Exercise: Those lines of the data that hold the word "below" are to be copied out.

Collected data entries:
- - - - - - -

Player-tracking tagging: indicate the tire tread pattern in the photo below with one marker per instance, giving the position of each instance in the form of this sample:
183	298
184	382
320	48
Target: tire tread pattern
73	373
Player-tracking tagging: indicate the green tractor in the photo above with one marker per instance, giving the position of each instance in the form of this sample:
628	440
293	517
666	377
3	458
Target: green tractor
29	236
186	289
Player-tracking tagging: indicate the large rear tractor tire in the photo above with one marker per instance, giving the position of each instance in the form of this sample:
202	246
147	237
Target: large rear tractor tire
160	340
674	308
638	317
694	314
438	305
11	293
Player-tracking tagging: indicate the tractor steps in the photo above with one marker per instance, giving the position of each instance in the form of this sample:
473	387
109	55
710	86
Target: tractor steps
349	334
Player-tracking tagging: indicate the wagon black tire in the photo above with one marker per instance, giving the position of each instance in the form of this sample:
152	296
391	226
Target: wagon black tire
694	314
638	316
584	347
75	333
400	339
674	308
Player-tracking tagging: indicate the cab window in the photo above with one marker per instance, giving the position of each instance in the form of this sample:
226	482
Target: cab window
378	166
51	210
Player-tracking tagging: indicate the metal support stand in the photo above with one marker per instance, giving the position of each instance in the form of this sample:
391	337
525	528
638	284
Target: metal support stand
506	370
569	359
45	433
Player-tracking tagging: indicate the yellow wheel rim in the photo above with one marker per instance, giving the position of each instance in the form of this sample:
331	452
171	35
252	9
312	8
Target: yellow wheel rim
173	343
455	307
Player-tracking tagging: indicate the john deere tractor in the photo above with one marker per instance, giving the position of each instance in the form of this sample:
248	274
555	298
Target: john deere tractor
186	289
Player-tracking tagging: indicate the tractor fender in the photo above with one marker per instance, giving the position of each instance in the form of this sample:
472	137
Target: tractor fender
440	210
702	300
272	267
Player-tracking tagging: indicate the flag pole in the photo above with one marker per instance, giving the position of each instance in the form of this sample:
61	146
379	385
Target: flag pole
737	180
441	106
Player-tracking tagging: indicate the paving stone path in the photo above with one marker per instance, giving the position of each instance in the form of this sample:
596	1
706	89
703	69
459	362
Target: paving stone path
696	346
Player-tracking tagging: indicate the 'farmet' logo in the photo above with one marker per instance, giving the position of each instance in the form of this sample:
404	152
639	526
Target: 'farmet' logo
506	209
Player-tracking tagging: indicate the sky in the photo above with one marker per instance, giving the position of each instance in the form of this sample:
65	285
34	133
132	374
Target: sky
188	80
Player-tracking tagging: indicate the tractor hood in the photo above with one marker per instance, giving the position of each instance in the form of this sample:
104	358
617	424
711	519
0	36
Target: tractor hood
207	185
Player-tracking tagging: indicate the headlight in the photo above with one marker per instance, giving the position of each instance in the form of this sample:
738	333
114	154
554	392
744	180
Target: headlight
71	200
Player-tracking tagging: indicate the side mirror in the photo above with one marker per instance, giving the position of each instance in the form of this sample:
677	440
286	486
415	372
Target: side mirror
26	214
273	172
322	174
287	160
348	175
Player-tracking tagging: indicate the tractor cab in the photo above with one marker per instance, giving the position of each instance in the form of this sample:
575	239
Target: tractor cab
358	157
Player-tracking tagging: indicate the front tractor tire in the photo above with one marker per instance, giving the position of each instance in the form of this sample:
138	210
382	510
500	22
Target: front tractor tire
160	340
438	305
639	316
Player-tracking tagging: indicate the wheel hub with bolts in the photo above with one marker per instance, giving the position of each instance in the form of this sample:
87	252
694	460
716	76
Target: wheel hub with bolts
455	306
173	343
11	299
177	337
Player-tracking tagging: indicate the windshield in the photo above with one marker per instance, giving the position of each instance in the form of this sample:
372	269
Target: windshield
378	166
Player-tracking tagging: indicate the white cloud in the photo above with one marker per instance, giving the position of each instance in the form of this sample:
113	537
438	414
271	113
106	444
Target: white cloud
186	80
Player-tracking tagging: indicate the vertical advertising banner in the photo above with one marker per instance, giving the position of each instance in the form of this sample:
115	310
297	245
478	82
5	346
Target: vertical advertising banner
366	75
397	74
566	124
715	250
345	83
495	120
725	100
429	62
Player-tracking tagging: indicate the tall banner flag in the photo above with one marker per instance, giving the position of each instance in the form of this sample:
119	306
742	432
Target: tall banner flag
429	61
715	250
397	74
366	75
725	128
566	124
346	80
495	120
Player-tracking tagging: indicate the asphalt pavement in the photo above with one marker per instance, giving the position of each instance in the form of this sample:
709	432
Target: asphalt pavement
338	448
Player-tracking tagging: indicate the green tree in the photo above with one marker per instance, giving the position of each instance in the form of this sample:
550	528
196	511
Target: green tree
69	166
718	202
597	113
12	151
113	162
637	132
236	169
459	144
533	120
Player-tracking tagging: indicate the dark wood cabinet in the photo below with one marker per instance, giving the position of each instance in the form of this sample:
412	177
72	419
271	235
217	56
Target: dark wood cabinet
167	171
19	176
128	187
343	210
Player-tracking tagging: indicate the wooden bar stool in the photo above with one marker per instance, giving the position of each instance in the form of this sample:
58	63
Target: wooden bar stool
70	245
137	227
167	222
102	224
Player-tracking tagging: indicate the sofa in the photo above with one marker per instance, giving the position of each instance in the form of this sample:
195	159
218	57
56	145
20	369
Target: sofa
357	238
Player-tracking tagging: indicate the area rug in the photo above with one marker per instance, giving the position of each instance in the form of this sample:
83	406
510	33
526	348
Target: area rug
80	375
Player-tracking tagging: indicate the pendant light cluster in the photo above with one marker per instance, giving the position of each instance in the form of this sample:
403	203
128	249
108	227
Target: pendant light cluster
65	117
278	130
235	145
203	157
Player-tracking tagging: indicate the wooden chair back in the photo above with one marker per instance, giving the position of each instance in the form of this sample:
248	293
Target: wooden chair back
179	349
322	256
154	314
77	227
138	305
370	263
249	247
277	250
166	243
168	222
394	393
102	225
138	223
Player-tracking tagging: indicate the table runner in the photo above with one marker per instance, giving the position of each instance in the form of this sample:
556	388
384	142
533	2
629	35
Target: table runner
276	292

- - - - - - -

Exercise solution:
Player-tracking tagging: indicate the tire tread pattern in the photo below with one marker per instance, giving the position of each instance in the form of this sample:
Player-tracking tagging: indicate the dark wood cabinet in the photo below with one marker per instance, giving the position of each instance in the form of this sample:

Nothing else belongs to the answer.